■ Exercise prompt ■
Write back, word for word, the part of the items below that begins with the line containing "Mark every instance of the hand holding" and ends with the line containing "[(267, 285), (8, 381), (389, 409), (189, 324)]", including both of those lines.

■ Data supplied ■
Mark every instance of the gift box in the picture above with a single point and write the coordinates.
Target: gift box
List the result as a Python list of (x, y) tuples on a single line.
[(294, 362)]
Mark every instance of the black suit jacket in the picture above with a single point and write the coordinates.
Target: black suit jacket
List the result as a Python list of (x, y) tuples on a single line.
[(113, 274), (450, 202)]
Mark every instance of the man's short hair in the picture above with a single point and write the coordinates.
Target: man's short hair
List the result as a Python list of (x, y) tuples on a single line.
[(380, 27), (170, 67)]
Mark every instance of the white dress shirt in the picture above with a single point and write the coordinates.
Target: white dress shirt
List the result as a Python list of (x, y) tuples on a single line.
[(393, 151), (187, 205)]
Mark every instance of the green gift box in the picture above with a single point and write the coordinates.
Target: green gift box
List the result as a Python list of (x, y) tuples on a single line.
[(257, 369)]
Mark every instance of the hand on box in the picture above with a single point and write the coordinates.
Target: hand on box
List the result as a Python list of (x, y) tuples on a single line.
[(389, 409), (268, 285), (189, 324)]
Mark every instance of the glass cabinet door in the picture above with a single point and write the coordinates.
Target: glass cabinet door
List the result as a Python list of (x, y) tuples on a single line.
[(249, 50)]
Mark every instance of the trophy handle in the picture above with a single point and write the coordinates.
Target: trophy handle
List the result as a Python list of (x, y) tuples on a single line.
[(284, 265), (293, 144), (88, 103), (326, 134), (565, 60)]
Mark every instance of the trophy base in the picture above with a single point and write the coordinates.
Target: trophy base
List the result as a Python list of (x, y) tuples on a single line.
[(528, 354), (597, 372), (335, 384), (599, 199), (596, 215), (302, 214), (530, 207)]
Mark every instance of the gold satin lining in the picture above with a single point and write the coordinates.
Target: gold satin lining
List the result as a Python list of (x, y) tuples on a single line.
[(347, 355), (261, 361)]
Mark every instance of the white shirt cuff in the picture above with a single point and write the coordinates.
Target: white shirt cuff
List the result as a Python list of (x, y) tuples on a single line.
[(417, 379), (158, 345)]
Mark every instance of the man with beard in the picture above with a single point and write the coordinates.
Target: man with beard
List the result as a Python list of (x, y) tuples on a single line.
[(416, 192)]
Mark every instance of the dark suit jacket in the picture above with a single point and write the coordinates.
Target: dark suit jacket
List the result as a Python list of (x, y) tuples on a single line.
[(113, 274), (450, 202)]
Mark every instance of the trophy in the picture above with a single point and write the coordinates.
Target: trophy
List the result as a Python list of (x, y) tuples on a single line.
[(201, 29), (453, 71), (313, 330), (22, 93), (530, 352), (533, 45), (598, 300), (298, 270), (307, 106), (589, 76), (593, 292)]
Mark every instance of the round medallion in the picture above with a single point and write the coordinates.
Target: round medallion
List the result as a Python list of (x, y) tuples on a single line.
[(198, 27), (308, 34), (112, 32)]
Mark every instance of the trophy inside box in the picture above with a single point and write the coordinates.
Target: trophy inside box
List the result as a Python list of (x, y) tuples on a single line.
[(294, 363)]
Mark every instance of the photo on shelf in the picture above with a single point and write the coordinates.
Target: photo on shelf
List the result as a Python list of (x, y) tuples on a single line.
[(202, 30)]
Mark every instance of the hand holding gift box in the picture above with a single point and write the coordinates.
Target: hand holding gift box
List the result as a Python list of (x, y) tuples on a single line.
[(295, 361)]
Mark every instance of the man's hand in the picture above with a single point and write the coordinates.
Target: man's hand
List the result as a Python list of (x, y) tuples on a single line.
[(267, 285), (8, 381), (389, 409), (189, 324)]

==

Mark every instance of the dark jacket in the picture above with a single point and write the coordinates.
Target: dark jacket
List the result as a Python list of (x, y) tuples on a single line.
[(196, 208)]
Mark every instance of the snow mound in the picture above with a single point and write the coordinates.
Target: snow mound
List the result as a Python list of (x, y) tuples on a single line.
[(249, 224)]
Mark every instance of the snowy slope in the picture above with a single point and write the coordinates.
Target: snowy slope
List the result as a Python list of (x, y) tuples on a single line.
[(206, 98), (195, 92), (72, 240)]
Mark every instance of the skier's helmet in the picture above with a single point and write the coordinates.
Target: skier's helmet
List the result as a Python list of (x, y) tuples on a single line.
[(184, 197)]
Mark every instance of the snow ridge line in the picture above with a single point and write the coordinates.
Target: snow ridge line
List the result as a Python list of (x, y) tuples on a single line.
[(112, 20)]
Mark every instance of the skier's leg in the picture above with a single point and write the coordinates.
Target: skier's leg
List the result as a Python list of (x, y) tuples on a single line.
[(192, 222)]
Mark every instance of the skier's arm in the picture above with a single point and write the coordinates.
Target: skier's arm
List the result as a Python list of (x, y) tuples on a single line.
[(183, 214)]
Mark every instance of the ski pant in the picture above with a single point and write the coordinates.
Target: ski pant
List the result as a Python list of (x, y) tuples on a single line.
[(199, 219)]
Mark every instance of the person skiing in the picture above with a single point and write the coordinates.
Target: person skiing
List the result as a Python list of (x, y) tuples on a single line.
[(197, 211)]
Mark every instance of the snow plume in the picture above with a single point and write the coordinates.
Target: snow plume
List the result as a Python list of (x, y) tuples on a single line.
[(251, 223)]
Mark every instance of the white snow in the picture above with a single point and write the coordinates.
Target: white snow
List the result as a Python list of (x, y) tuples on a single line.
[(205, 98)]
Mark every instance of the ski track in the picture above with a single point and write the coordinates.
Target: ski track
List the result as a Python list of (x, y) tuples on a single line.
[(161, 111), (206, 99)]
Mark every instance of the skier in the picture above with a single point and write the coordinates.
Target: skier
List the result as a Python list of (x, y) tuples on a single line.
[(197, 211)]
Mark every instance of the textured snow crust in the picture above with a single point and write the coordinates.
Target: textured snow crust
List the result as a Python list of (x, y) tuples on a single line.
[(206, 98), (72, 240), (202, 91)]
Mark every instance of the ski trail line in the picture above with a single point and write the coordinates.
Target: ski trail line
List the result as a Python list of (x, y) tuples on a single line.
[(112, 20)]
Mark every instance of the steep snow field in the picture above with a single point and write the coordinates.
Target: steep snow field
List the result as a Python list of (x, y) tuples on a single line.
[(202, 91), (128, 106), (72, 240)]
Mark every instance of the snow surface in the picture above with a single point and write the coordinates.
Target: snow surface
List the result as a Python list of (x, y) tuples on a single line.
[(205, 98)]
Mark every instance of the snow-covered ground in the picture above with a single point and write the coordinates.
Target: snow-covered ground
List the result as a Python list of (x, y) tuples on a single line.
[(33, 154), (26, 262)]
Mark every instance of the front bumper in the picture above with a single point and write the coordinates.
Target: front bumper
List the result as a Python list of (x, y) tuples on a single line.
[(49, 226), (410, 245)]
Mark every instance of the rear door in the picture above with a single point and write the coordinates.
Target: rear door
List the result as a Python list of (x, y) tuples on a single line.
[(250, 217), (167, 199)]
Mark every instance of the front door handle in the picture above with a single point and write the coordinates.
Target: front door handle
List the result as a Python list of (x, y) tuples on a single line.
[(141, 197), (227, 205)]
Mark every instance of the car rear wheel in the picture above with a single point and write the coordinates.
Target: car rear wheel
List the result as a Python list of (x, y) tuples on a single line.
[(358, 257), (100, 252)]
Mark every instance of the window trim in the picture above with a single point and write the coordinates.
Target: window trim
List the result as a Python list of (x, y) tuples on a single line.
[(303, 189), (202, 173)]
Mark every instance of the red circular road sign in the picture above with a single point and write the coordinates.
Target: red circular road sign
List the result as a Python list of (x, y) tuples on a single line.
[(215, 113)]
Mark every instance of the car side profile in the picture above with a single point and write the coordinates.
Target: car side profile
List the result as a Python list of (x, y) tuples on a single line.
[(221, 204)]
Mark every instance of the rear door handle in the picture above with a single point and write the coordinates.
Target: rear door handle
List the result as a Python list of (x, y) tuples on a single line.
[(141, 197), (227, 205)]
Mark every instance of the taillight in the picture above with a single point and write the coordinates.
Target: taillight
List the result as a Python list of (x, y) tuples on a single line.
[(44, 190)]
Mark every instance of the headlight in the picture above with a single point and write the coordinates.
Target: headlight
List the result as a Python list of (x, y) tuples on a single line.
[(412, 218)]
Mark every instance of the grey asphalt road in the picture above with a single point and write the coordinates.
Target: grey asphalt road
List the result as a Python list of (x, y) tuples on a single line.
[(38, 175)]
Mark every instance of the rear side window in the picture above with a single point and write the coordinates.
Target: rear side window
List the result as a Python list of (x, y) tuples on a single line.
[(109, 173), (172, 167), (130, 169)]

■ Complete response ■
Mark every instance of the hand holding gift box in the picture above with a single point and write the coordinates.
Target: hand holding gift box
List the result as a Python list of (x, y) tuples on a single line.
[(295, 361)]
Mark every instance of the man's hand in the picture above with a single point and write the coordinates.
Target: man's hand
List the result as a Python list of (x, y) tuples on a single line.
[(267, 285), (8, 381), (389, 409), (189, 324)]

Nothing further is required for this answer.